** Start INPUT ROWS **

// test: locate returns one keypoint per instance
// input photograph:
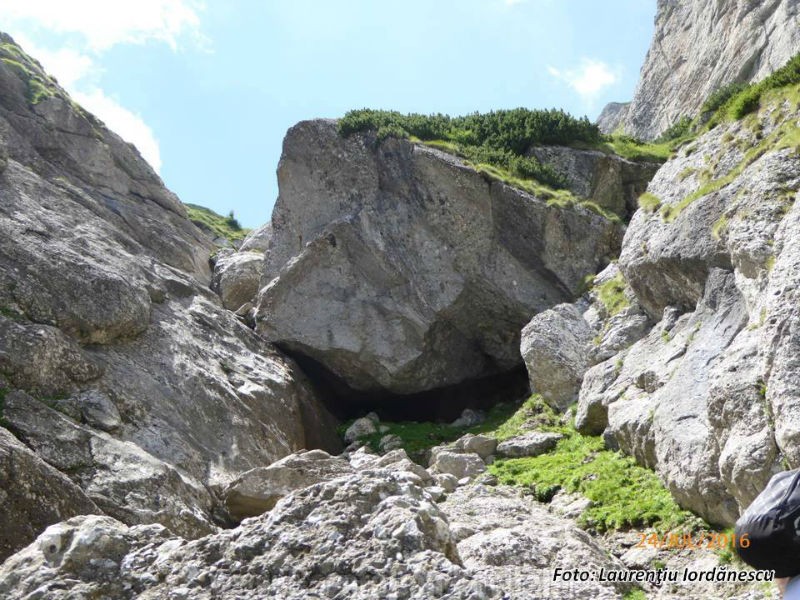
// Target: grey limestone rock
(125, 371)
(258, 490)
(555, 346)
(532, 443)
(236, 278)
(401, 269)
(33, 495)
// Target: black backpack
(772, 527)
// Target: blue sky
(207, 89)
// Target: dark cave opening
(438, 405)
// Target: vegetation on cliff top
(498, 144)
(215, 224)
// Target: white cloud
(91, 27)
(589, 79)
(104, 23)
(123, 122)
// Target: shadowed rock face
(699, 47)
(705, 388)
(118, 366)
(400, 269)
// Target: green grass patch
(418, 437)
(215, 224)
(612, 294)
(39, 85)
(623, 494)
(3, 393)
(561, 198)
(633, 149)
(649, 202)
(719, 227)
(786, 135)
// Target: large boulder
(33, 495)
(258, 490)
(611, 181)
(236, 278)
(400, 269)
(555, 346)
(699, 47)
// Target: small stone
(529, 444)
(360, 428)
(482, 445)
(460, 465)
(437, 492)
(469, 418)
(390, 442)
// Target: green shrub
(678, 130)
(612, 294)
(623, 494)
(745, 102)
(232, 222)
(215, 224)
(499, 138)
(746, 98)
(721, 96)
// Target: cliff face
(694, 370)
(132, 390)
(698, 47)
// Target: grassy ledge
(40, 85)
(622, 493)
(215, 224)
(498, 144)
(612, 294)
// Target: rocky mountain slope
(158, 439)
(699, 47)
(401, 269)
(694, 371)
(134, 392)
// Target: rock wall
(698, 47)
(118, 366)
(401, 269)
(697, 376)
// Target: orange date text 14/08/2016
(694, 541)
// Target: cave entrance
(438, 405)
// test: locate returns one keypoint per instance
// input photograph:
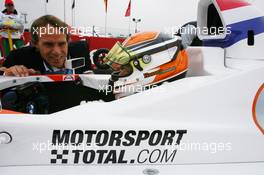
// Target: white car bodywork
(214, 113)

** End INPUT ROWS **
** Start INPUT ROWS **

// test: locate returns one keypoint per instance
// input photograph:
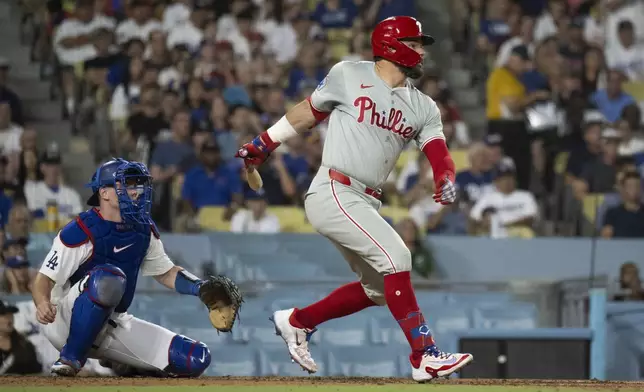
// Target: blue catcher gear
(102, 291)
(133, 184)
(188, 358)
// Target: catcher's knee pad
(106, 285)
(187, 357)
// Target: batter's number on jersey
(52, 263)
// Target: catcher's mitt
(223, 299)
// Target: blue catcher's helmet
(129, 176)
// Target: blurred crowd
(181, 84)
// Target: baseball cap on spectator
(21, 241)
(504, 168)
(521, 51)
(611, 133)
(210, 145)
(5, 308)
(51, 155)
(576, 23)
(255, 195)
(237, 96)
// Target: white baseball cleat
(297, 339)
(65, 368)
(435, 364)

** End INPUT ROWS **
** Start INPUT ROWS **

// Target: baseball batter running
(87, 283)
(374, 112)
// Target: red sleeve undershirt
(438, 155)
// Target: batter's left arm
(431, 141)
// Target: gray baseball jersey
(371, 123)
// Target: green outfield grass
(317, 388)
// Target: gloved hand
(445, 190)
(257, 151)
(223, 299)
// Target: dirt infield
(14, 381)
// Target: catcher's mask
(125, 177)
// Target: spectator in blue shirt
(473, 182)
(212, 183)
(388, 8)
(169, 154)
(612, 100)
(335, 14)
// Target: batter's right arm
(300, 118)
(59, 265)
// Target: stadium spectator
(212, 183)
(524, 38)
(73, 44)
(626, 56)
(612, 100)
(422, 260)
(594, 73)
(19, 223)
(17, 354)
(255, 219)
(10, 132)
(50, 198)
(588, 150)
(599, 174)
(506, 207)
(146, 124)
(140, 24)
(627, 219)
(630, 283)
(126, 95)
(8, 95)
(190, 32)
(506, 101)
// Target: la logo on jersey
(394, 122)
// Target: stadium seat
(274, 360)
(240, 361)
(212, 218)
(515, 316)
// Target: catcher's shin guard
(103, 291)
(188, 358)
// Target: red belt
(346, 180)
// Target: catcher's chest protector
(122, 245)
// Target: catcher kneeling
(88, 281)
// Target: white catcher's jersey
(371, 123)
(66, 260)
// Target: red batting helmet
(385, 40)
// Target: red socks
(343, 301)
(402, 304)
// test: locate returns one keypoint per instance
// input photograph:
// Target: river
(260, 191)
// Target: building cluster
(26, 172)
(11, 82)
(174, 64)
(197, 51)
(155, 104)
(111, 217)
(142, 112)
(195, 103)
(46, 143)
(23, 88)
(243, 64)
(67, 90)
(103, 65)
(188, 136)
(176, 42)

** End INPUT ROWS **

Return every line of the data above that contains the word "stadium", each copied in full.

// Target: stadium spectator
// Target: stadium seat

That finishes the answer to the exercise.